## BEGIN Raw records

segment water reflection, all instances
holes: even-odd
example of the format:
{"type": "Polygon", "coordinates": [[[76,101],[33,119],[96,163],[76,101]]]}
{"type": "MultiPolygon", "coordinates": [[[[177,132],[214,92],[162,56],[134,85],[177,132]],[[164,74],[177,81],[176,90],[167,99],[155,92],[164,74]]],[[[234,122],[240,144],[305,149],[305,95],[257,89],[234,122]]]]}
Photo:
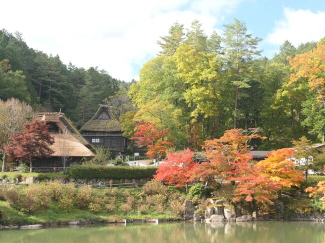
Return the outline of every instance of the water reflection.
{"type": "Polygon", "coordinates": [[[10,242],[324,242],[325,224],[310,222],[182,222],[0,231],[10,242]]]}

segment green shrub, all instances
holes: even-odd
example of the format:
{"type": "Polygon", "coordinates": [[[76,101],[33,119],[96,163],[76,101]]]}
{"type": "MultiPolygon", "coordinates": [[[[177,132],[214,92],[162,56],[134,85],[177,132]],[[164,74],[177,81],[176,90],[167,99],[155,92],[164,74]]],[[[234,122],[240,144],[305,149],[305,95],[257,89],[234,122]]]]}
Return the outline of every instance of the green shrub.
{"type": "Polygon", "coordinates": [[[74,178],[142,179],[152,178],[157,167],[74,166],[66,173],[74,178]]]}
{"type": "Polygon", "coordinates": [[[120,191],[116,188],[108,188],[105,190],[105,195],[110,196],[116,196],[120,195],[120,191]]]}
{"type": "Polygon", "coordinates": [[[13,208],[16,208],[16,204],[17,202],[20,201],[20,196],[17,190],[17,189],[14,187],[11,187],[7,188],[4,191],[4,198],[8,202],[9,205],[13,208]]]}
{"type": "Polygon", "coordinates": [[[132,210],[132,206],[128,204],[124,204],[120,206],[120,208],[124,214],[126,214],[132,210]]]}
{"type": "Polygon", "coordinates": [[[24,208],[28,212],[47,208],[51,202],[52,191],[48,185],[31,184],[25,189],[24,208]]]}
{"type": "Polygon", "coordinates": [[[170,202],[172,210],[178,216],[182,216],[185,212],[185,207],[183,204],[178,200],[174,200],[170,202]]]}
{"type": "Polygon", "coordinates": [[[62,198],[58,201],[58,206],[62,210],[68,212],[74,206],[74,198],[64,197],[62,198]]]}
{"type": "Polygon", "coordinates": [[[58,202],[64,198],[73,198],[76,194],[76,188],[73,184],[63,184],[58,182],[54,181],[47,184],[52,190],[53,198],[58,202]]]}
{"type": "Polygon", "coordinates": [[[102,210],[102,205],[98,202],[90,202],[88,206],[89,210],[92,212],[96,214],[102,210]]]}
{"type": "Polygon", "coordinates": [[[321,180],[325,180],[325,176],[310,176],[307,182],[302,184],[306,186],[312,186],[316,185],[321,180]]]}
{"type": "Polygon", "coordinates": [[[14,175],[14,178],[17,180],[17,181],[18,182],[20,182],[20,180],[22,180],[22,176],[20,174],[16,174],[14,175]]]}
{"type": "Polygon", "coordinates": [[[193,197],[199,198],[211,196],[214,189],[204,186],[201,183],[197,183],[192,186],[188,190],[188,194],[193,197]]]}
{"type": "Polygon", "coordinates": [[[154,180],[151,180],[144,184],[142,190],[146,196],[167,194],[167,188],[164,186],[154,180]]]}
{"type": "Polygon", "coordinates": [[[115,210],[115,201],[114,202],[110,202],[109,204],[106,204],[106,210],[108,213],[113,212],[115,210]]]}
{"type": "Polygon", "coordinates": [[[139,212],[142,214],[148,214],[149,212],[150,206],[148,204],[142,204],[139,206],[139,212]]]}
{"type": "Polygon", "coordinates": [[[17,170],[20,173],[27,173],[29,170],[27,164],[23,162],[20,162],[17,170]]]}
{"type": "Polygon", "coordinates": [[[82,186],[76,190],[75,201],[79,208],[86,208],[92,200],[92,188],[90,186],[82,186]]]}

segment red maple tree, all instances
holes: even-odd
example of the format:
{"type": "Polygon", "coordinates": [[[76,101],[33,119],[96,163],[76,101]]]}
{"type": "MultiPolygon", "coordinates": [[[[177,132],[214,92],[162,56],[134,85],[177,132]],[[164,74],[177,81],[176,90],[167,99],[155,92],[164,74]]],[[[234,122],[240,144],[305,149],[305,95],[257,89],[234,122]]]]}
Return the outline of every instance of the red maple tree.
{"type": "Polygon", "coordinates": [[[140,147],[146,147],[148,151],[146,154],[151,158],[156,158],[158,156],[164,156],[168,148],[174,146],[172,142],[164,140],[164,137],[170,132],[160,130],[152,123],[141,121],[136,126],[136,129],[134,136],[130,139],[135,141],[140,147]]]}
{"type": "Polygon", "coordinates": [[[191,172],[198,164],[193,159],[193,156],[194,152],[190,148],[168,153],[167,158],[163,160],[164,163],[159,166],[154,178],[176,186],[186,186],[192,181],[191,172]]]}
{"type": "Polygon", "coordinates": [[[54,138],[43,122],[35,120],[25,124],[24,127],[24,132],[10,137],[12,142],[4,150],[16,160],[29,162],[32,172],[34,158],[48,157],[54,152],[50,148],[54,144],[54,138]]]}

## END Raw records

> Short exercise
Copy the listing from the line containing "segment red maple tree, all instances" down to the end, request lines included, and raise every coordinate in the answer outlines by 114.

> Answer in full
segment red maple tree, all instances
holes: even-odd
example of the format:
{"type": "Polygon", "coordinates": [[[76,101],[33,119],[96,163],[76,101]]]}
{"type": "MultiPolygon", "coordinates": [[[[177,132],[214,92],[162,56],[134,85],[177,132]],[[164,74],[177,81],[176,90],[167,99],[155,92],[164,74]]],[[[234,122],[240,144],[305,149],[305,95],[257,89],[234,122]]]]}
Return the outline of every instance of the red maple tree.
{"type": "Polygon", "coordinates": [[[254,261],[260,261],[262,265],[260,268],[265,272],[270,272],[272,270],[278,270],[282,262],[288,260],[286,256],[278,254],[278,251],[284,246],[274,244],[266,237],[255,235],[250,240],[250,243],[248,250],[244,253],[249,255],[254,261]]]}
{"type": "Polygon", "coordinates": [[[305,286],[312,278],[307,273],[307,270],[308,266],[304,262],[282,267],[281,272],[277,274],[278,277],[273,280],[268,292],[290,300],[300,300],[306,295],[305,286]]]}
{"type": "Polygon", "coordinates": [[[168,252],[157,236],[149,234],[139,238],[138,241],[138,246],[124,251],[126,256],[118,264],[130,274],[143,276],[146,286],[148,272],[162,271],[168,266],[164,262],[168,258],[168,252]]]}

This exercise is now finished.